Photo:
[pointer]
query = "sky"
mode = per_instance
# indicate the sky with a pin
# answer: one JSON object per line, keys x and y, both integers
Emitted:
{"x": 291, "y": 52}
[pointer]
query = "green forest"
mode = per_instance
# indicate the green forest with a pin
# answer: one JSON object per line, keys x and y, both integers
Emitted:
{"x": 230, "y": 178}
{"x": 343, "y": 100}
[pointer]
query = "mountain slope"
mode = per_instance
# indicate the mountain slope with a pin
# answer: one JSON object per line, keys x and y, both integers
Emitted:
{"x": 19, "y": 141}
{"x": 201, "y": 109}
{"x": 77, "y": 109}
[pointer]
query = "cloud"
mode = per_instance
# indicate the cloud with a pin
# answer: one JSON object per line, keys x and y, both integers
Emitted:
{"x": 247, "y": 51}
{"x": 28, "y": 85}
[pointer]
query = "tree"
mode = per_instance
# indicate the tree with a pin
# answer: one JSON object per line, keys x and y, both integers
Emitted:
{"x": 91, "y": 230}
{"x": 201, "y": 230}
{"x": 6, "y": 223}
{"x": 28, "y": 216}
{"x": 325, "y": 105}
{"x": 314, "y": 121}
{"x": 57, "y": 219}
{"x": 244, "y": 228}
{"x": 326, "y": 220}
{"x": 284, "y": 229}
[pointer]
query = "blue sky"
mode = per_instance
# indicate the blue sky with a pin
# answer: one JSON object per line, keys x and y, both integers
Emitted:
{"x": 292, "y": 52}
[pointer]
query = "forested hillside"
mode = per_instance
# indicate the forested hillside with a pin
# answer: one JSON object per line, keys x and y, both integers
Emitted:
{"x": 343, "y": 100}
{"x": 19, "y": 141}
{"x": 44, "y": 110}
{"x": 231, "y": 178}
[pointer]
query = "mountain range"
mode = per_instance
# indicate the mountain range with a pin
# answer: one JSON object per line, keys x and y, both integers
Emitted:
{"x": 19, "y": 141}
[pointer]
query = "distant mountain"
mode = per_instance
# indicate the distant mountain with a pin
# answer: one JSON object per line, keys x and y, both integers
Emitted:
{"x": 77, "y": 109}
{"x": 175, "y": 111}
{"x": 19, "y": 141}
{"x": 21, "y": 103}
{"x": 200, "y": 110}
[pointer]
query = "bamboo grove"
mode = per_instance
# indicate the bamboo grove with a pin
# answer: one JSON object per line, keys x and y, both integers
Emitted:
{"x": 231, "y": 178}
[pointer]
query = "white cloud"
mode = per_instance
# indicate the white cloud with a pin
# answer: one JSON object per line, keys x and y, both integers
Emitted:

== TASK GOAL ==
Would you please give the data above again, exactly as it appears?

== ANSWER SECTION ==
Photo:
[pointer]
query = "sky"
mode = per_instance
# indicate the sky with a pin
# answer: one JSON object per line, keys x and y, both integers
Emitted:
{"x": 291, "y": 52}
[pointer]
query = "green forest"
mode = per_instance
# indicate the green forest with a pin
# answer: one JSON object per line, keys x and y, both integers
Emitted:
{"x": 230, "y": 178}
{"x": 343, "y": 100}
[pointer]
query = "mountain slope"
mode = per_instance
# indicate the mountain slope with a pin
# answer: one JSON object per line, keys x and y, both integers
Emitted:
{"x": 19, "y": 141}
{"x": 201, "y": 109}
{"x": 77, "y": 109}
[pointer]
query = "cloud"
mode = per_instance
# indicate the cloud with a pin
# answer: one JSON object per line, keys x and y, both integers
Emitted:
{"x": 247, "y": 51}
{"x": 28, "y": 85}
[pointer]
query = "tree"
mode = per_instance
# indicate the tree with a pin
# answer: one JSON object per line, keys x and y, both integers
Emitted:
{"x": 91, "y": 230}
{"x": 201, "y": 230}
{"x": 6, "y": 223}
{"x": 28, "y": 216}
{"x": 325, "y": 105}
{"x": 314, "y": 121}
{"x": 57, "y": 219}
{"x": 244, "y": 228}
{"x": 326, "y": 220}
{"x": 284, "y": 229}
[pointer]
query = "blue sky"
mode = per_instance
# indicate the blue sky with a pin
# answer: one JSON object per line, keys x and y, both integers
Emitted:
{"x": 292, "y": 52}
[pointer]
query = "forested hillside"
mode = per_instance
# indicate the forested hillside with a pin
# answer: one JSON object per line, keys x and y, both integers
Emitted:
{"x": 343, "y": 100}
{"x": 19, "y": 141}
{"x": 44, "y": 110}
{"x": 231, "y": 178}
[pointer]
query = "mountain range"
mode = per_instance
# indicate the mountain range with a pin
# answer: one JSON object per line, keys x and y, both integers
Emitted:
{"x": 19, "y": 141}
[pointer]
query = "distant mountain"
mode = per_instance
# indicate the distant mountain with a pin
# answer: one JSON object per line, keys x and y, both integers
Emitted:
{"x": 77, "y": 109}
{"x": 175, "y": 111}
{"x": 19, "y": 141}
{"x": 21, "y": 103}
{"x": 200, "y": 110}
[pointer]
query = "bamboo grove"
mode = per_instance
# indicate the bamboo grove with a pin
# answer: one JSON object per line, keys x and y, both integers
Emitted:
{"x": 231, "y": 178}
[pointer]
query = "white cloud"
mode = per_instance
# indicate the white cloud with a pin
# answer: one JSON object per line, keys x and y, both integers
Emitted:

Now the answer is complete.